Requirement. Once the line containing "Target: paved walkway" is found in the entries below, reproduce it and every line after it, stopping at and including the line containing "Target: blonde hair"; reproduce nothing else, and keep each line exact.

(Stored items from a collection)
────────

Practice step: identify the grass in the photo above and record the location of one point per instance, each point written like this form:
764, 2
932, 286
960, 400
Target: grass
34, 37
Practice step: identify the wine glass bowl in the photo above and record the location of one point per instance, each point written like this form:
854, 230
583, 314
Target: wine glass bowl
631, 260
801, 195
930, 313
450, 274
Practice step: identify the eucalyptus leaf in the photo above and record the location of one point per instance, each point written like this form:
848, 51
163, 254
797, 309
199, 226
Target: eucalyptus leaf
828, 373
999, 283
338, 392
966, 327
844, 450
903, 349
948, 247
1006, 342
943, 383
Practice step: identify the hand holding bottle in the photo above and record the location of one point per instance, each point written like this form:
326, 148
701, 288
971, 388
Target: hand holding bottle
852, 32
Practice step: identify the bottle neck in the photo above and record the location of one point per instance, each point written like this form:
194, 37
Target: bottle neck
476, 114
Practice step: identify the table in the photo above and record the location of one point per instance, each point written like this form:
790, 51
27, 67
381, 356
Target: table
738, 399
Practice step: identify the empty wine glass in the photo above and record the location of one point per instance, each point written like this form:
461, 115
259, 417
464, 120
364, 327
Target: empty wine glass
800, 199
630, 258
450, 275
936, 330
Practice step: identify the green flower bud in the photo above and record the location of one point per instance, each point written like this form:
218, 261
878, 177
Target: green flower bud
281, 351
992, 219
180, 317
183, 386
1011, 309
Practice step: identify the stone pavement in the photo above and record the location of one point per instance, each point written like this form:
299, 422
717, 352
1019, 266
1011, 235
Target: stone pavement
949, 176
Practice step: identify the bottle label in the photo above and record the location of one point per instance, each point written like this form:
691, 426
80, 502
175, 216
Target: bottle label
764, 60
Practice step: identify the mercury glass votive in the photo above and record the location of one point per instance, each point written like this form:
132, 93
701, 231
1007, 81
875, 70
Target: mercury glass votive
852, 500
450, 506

────────

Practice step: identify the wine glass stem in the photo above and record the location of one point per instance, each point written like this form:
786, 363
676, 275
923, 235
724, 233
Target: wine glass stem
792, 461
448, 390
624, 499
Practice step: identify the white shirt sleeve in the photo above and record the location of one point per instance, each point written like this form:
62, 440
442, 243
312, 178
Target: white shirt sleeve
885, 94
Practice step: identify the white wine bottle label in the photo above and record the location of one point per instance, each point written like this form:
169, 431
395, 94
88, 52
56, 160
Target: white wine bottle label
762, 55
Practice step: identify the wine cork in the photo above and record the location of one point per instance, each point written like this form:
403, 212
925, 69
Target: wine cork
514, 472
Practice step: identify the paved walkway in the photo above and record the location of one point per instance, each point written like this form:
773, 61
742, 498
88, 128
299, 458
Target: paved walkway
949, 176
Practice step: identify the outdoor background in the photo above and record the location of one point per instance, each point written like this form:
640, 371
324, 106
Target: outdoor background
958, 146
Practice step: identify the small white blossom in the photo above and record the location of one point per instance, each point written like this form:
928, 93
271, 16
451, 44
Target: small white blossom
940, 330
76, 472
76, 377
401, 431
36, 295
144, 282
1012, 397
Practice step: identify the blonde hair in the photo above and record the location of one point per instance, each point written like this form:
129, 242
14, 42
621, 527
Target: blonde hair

────────

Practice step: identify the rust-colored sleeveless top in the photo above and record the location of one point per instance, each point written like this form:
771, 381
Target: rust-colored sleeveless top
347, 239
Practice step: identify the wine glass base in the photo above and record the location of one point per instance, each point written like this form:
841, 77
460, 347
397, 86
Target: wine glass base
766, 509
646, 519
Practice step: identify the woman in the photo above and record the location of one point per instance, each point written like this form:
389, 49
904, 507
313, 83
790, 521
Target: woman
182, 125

────────

Task answer.
Target: paved walkway
949, 176
Practice step: identify the outdoor background in the photo above and record the location of one point per instance, each point written like this form:
640, 371
324, 106
Target: outdoor background
958, 146
Practice step: identify the small white blossom in the photo above and record the location of one point per instance, each point written like this form:
928, 93
271, 16
451, 44
Target: small white blossom
940, 330
76, 472
76, 377
401, 431
36, 295
144, 282
1012, 397
Practice step: identify the blonde hair in the photo above and record the location of one point per instance, each point written like this form:
129, 242
14, 42
621, 527
Target: blonde hair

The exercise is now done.